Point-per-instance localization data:
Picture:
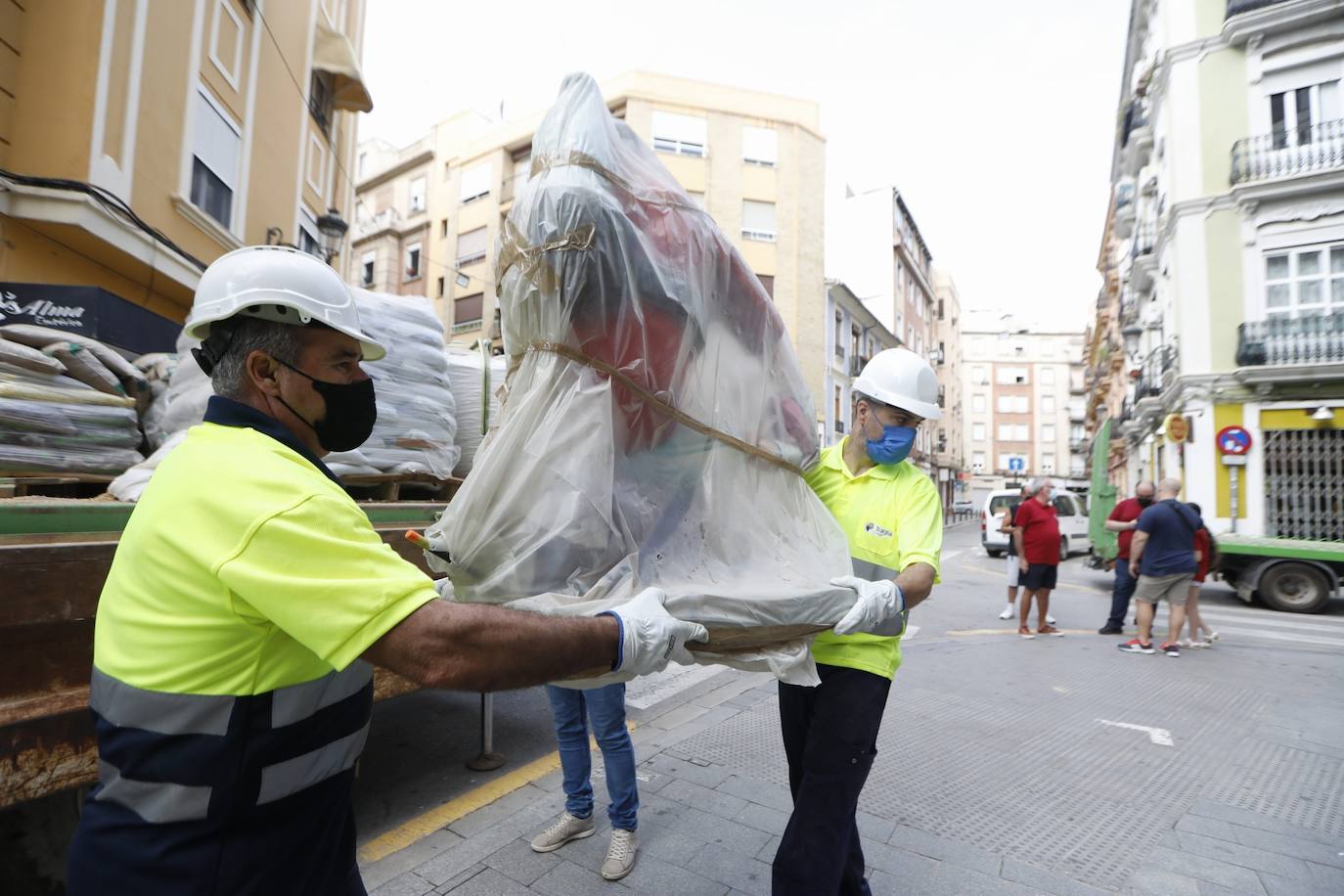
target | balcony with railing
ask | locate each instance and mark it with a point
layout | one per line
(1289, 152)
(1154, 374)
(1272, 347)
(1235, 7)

**TASK DETAILS**: Copy out the entries exactly as they stand, omitting the images.

**ANSWER SECTION**:
Picture:
target | balcony with railing
ask | locate each instance and mark it with a point
layout | one per line
(1289, 152)
(1154, 374)
(1272, 347)
(1235, 7)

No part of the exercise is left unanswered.